WHAT NEEDS TO BE DONE — In the material below, copy the lines from the one containing "the cabinet drawer." through the one containing "xmin=371 ymin=189 xmax=401 ymax=202". Switch "integer pixel coordinates" to "whole-number pixel coordinates" and change nothing else.

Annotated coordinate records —
_ _ _ _ _

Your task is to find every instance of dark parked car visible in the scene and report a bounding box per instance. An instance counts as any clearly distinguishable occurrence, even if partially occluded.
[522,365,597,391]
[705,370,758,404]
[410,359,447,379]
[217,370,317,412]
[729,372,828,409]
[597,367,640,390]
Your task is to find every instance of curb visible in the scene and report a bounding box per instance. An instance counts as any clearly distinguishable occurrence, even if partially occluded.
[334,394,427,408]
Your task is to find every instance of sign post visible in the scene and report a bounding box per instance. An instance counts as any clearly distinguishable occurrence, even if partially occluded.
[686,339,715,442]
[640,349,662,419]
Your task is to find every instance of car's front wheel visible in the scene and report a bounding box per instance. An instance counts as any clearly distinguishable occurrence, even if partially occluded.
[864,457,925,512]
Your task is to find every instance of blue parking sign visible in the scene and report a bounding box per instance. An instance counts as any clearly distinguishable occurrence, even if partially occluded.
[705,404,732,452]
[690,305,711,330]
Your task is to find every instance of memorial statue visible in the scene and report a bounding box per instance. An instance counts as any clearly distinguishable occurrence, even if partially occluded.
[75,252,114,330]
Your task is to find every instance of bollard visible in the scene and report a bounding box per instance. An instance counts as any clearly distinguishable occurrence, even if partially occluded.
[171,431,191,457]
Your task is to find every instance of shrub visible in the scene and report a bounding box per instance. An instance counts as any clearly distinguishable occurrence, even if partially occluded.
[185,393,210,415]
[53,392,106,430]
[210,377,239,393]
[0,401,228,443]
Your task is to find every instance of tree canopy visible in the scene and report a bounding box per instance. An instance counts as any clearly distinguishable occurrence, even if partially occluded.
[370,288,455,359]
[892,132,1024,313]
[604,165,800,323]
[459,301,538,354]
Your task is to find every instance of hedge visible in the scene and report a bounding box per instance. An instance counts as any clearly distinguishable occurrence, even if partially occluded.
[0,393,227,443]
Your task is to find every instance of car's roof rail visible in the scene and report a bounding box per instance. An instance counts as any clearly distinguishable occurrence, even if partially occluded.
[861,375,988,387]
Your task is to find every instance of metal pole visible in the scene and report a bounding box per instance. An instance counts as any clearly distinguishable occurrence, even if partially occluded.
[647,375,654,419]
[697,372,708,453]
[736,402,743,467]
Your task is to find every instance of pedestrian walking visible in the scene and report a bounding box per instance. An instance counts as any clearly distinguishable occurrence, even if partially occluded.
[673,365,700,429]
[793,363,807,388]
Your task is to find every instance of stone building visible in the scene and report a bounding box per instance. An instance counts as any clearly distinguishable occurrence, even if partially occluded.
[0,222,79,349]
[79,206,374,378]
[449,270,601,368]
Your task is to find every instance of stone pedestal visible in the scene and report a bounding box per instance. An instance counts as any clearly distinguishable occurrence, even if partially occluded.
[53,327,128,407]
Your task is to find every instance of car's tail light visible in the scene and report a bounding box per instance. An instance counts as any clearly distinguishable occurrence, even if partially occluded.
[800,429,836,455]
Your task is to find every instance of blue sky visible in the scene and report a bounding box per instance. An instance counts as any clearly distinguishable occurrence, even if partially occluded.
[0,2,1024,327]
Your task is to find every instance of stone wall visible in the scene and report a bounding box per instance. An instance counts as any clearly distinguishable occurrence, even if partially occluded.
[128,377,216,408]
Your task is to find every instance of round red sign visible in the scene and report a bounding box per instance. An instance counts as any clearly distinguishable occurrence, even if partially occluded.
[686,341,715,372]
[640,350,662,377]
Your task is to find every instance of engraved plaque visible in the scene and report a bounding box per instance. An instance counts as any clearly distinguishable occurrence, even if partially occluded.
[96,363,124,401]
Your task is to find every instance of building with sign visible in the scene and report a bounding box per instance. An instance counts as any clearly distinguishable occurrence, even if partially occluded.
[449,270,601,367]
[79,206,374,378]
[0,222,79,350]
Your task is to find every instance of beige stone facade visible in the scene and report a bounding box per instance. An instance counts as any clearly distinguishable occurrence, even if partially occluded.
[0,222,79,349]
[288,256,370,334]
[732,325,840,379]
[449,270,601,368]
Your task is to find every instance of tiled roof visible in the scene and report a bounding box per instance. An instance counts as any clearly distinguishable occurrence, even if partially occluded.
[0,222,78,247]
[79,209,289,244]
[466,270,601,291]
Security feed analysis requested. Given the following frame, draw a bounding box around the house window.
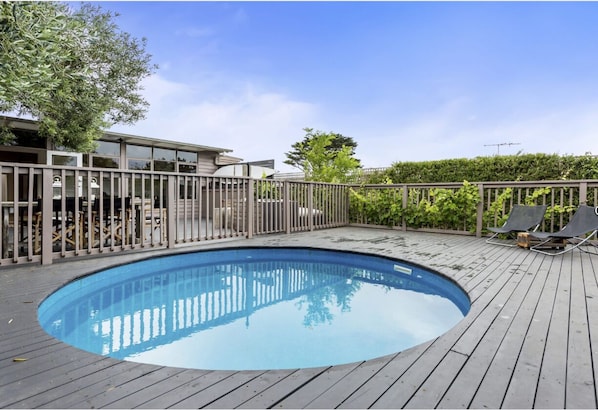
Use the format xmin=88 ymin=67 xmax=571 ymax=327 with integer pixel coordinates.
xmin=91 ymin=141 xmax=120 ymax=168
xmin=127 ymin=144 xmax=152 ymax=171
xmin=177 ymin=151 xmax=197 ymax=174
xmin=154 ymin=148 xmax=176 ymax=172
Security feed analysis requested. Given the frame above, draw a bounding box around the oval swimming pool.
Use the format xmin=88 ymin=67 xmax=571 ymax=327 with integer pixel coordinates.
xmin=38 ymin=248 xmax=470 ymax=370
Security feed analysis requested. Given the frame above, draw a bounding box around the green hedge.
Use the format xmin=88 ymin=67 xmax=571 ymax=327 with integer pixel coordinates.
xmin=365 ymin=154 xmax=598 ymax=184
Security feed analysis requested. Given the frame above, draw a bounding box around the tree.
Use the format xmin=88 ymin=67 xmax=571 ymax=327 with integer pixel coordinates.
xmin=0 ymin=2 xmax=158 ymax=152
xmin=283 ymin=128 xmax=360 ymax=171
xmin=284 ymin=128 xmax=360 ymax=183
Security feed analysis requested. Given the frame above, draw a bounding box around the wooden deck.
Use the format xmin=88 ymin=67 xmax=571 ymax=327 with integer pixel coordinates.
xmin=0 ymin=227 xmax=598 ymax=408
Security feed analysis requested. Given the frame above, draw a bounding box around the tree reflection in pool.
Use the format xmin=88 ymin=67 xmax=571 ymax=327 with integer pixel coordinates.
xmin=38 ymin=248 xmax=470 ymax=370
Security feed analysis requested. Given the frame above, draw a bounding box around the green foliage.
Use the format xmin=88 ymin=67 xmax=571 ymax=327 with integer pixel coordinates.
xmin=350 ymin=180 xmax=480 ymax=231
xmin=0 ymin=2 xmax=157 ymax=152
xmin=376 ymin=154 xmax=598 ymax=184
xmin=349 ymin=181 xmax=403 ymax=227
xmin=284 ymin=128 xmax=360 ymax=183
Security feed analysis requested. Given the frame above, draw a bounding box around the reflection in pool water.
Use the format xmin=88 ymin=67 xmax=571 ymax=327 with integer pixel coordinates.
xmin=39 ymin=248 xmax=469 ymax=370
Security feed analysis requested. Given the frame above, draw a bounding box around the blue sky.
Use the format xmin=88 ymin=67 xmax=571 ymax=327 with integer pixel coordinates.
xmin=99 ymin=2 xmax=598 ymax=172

_ _ _ _ _

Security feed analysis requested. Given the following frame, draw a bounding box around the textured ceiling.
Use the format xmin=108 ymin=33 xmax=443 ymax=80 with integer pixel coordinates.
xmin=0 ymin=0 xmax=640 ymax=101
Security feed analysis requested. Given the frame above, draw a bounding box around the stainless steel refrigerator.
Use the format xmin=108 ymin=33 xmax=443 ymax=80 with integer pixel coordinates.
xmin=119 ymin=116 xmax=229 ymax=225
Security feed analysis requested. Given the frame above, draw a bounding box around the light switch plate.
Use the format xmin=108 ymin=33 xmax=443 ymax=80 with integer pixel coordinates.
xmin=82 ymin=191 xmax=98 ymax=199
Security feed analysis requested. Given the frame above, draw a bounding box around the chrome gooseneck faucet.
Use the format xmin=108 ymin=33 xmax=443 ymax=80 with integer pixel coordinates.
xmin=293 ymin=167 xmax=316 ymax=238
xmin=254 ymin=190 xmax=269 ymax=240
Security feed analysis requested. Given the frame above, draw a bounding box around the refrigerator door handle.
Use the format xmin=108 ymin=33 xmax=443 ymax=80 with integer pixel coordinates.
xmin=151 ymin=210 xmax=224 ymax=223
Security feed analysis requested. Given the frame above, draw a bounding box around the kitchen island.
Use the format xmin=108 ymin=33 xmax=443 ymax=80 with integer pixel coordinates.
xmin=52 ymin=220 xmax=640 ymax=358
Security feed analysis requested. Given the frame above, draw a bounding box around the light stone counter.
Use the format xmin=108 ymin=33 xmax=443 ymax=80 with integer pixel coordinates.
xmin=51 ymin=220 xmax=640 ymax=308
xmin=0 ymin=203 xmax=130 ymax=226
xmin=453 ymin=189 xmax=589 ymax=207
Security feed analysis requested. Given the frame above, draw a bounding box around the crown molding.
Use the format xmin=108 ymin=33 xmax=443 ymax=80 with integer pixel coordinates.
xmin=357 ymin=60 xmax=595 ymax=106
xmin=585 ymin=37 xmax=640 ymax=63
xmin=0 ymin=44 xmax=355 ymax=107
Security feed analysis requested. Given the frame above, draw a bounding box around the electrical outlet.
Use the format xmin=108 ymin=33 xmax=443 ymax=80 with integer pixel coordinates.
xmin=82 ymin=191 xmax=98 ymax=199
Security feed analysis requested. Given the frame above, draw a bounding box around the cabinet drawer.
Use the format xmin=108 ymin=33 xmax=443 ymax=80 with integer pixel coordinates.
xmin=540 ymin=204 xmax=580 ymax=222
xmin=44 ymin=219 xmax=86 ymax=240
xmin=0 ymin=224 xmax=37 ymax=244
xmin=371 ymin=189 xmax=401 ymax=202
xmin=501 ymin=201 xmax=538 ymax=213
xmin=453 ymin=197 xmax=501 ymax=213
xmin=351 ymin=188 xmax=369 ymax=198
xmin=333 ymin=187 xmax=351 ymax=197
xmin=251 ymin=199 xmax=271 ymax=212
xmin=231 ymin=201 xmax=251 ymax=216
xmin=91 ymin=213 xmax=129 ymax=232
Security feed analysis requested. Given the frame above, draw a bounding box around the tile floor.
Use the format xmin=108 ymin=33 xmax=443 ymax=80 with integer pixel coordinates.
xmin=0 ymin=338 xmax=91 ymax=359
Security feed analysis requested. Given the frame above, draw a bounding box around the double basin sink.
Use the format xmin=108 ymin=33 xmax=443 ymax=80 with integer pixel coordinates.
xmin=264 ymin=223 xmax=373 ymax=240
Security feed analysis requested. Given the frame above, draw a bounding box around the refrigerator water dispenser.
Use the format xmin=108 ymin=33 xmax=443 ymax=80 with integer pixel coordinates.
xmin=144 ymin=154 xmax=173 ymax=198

_ _ _ _ _

RESULT OF THE EXERCISE —
Security feed analysis requested. Given the frame above, draw a bounding box around the cabinet drawer.
Use the format xmin=108 ymin=33 xmax=443 ymax=80 with whole-number pixel coordinates.
xmin=540 ymin=204 xmax=580 ymax=222
xmin=44 ymin=219 xmax=86 ymax=240
xmin=0 ymin=224 xmax=37 ymax=244
xmin=371 ymin=189 xmax=401 ymax=202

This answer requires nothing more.